[Records]

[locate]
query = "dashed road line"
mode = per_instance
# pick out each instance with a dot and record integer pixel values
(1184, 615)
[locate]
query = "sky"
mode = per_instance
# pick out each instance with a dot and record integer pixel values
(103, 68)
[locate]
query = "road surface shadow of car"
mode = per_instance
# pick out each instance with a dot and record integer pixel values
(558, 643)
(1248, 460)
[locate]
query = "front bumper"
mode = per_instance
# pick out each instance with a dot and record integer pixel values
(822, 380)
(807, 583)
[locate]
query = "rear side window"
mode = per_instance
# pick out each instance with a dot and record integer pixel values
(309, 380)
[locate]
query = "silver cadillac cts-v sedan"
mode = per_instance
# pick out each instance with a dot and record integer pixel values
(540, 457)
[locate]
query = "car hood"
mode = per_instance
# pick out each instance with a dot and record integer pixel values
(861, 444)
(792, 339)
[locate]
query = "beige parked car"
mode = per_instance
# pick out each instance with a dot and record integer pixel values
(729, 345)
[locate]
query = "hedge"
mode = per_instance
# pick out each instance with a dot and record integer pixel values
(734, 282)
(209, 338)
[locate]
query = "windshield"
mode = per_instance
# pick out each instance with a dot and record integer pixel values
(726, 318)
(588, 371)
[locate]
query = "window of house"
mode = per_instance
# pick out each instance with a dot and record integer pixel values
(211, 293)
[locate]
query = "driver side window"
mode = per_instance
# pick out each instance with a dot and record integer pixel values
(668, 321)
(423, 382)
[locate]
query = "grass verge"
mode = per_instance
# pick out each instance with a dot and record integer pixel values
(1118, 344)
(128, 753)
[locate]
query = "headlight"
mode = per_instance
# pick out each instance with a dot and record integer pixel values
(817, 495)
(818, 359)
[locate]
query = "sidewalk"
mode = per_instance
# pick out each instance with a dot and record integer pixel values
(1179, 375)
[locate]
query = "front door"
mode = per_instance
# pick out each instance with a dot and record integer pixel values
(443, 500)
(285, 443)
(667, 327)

▸ What the exercise asks: All of the data must be returned exactly.

▸ Task answer:
[locate]
query = "dashed road line"
mode = per_instance
# pick out each instance with a dot and record integer pixel values
(1184, 615)
[locate]
query = "sky"
mode = per_instance
# pick out each instance with a dot and record integer pixel values
(103, 68)
[locate]
query = "road surface shadow of car"
mode = per_instance
# pick out each instance with a dot and record integer pixel values
(558, 643)
(1248, 460)
[locate]
query = "front bumper"
mode = per_instance
# pick out each instance with a dot and record integer pixel values
(822, 380)
(807, 583)
[locate]
query = "rear side window"
mode = per_instance
# pick out each instance with a dot and record integer pixel values
(309, 380)
[locate]
query = "silver cadillac cts-v sedan"
mode = per_instance
# pick out each instance with a dot and record integer pixel values
(540, 457)
[locate]
query = "car hood"
mode = per_instance
# pick out each instance with a dot and record integer pixel values
(861, 444)
(792, 339)
[locate]
query = "beige parked car"
mode = per_instance
# pick out each instance with a dot and record integer pixel values
(729, 345)
[locate]
query = "hedge"
mode = per_instance
# pick out each instance with a dot and record integer pixel values
(734, 282)
(209, 338)
[locate]
query = "windshield"
mode = per_instance
# pick out each instance with a dot and record integer pixel values
(726, 318)
(588, 371)
[locate]
query = "window of house"
mode = per_instance
# pick out each instance with a dot and record integer pixel values
(211, 293)
[locate]
query = "driver side window"
mode = per_instance
# pick out each instance with a dot and record integer pixel values
(668, 321)
(423, 382)
[locate]
query = "grass verge"
mode = per_instance
# pick out each instance with a dot and record integer pixel values
(1118, 344)
(128, 753)
[locate]
query = "headlight"
mode = per_instance
# pick out each instance with a dot and record integer pixel values
(817, 495)
(818, 359)
[locate]
query = "sidewalk"
mode = per_instance
# pick out each instance with a dot and record integer pixel values
(1179, 375)
[locate]
query = "front door"
mode = per_instance
# pick out each instance with a dot and record integer pixel values
(443, 500)
(285, 443)
(667, 327)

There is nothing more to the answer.